About AIDS

Supreme Court Opens Door to Broad Discrimination

The U.S. Supreme Court has refused to hear an appeal against an insurance company's cap on lifetime benefits for AIDS treatment. The two Mutual of Omaha policies give maximum HIV benefits of $15,000 and $25,000 respectively, while non-AIDS-related conditions have $1 million caps. The HIV+ policyholders won a 1998 challenge to the caps, but that decision was overturned last summer in the 4th Circuit Appeals Court in Chicago. The appeals court ruled that while the Americans with Disabilities Act ensures access to insurance, it does not regulate the content of insurance policies, saying that such limits were just a business decision, not discrimination. But note that only HIV/AIDS was capped, nothing else.

All Americans should be concerned about the precedent this sets. Is this a green light to insurance companies to, willy-nilly, severely limit benefits paid for certain diseases, while not capping others (even though such chronic conditions may be held to be disabilities)? Kidney conditions, diabetes, certain cancers, and neuro-muscular disorders particularly come to mind. Potentially millions of people may find their access to private care cut off.

All taxpayers should be concerned as well. The costs of care don't go down just because a patient doesn't have insurance; the cost just shifts to the local public system instead of the enormous private insurance economy. John and Jane Citizen then get to pick up the tab.

The economics of HIV/AIDS care are well-known today, and any insurance company should be able to plan - and charge - accordingly. Discrimination against HIV-infected people should not be permitted to continue.
☆ ☆ ☆
Answer each question using the article about the insurance cap on AIDS benefits.
(a) What maximum HIV benefits do the two Mutual of Omaha policies give?
(b) Which conditions does the article say particularly come to mind as ones that could be capped?
(c) According to the article, where does the cost of care shift when a patient has no insurance?

## Entries shown:
☆ ☆ ☆
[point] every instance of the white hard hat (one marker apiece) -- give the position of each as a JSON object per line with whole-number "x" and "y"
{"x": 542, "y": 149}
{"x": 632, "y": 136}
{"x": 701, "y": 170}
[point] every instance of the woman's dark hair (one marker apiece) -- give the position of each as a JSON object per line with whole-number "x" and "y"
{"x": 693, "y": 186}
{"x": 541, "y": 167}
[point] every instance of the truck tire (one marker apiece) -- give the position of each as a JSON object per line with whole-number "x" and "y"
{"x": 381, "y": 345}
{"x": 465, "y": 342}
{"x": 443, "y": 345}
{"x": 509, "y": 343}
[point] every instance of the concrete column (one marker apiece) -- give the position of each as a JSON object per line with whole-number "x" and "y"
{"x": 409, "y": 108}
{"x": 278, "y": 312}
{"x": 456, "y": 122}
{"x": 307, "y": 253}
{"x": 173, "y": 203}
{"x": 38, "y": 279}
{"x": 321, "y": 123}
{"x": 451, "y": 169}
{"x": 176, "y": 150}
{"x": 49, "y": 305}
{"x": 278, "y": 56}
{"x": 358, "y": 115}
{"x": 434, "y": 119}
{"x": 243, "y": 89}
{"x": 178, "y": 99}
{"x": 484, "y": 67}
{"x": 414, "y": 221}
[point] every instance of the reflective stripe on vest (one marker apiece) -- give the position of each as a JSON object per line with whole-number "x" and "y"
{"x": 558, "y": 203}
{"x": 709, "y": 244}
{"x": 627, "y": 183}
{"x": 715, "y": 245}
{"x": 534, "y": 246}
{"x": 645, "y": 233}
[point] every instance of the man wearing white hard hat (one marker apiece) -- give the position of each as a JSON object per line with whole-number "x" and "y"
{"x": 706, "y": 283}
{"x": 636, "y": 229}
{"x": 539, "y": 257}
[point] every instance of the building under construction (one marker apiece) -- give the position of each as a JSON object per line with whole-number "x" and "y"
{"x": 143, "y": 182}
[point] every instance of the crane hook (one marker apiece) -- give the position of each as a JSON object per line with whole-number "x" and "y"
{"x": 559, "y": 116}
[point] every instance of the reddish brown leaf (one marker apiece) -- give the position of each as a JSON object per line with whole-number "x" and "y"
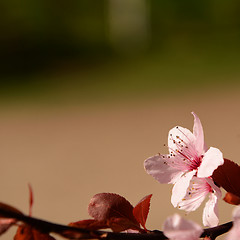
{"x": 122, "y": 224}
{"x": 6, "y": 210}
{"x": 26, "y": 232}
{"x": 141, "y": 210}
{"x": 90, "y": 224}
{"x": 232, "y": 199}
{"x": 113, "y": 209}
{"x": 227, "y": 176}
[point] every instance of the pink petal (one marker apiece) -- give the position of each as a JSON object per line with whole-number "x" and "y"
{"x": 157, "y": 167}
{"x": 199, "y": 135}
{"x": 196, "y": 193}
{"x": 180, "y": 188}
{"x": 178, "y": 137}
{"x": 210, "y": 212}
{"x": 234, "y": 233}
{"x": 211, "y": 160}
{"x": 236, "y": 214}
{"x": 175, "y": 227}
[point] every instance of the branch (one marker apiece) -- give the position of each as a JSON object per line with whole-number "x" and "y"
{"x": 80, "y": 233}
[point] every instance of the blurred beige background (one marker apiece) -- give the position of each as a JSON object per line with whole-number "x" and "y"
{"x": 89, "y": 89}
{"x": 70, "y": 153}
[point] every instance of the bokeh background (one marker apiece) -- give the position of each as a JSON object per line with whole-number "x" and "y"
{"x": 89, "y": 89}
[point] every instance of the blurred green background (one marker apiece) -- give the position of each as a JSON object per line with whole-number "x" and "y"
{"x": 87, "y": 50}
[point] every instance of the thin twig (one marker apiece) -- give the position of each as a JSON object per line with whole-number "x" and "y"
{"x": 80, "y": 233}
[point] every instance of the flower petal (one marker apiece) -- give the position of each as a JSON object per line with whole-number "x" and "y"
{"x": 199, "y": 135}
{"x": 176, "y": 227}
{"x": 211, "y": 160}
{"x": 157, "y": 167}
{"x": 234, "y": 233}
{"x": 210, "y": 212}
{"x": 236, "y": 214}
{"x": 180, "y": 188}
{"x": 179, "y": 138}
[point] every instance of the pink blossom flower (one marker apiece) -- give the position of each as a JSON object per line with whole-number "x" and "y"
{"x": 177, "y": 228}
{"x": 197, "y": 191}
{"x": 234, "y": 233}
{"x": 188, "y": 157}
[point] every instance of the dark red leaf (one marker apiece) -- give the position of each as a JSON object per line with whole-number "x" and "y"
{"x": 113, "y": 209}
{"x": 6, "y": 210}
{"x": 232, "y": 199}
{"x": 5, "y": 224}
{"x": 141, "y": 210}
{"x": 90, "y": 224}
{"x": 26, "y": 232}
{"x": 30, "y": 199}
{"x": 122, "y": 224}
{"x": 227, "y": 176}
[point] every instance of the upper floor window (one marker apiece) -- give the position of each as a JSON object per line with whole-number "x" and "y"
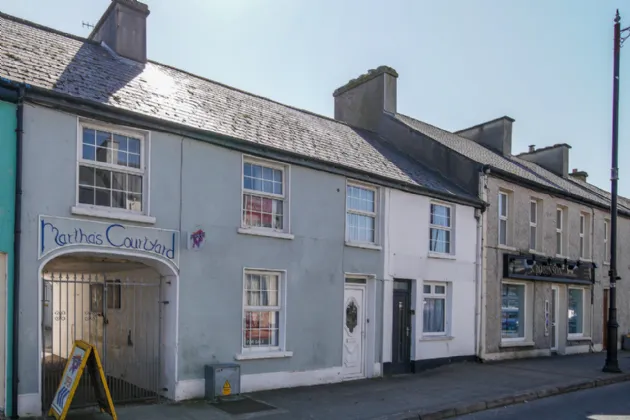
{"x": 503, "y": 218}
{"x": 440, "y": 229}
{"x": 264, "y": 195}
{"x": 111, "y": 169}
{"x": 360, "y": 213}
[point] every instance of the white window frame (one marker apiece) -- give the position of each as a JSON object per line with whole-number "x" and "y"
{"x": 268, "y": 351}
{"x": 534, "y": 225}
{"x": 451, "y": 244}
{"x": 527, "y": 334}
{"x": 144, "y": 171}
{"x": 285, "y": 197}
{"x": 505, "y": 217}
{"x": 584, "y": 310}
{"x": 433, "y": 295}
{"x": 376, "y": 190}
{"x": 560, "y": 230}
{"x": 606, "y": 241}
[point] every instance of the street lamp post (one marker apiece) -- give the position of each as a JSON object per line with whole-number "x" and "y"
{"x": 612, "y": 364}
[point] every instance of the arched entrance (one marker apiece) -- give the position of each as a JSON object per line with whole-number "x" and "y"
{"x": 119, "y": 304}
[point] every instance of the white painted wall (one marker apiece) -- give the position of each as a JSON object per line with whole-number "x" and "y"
☆ ☆ ☆
## Written answer:
(a) $15,000 and $25,000, respectively.
(b) Kidney conditions, diabetes, certain cancers, and neuro-muscular disorders.
(c) To the local public system.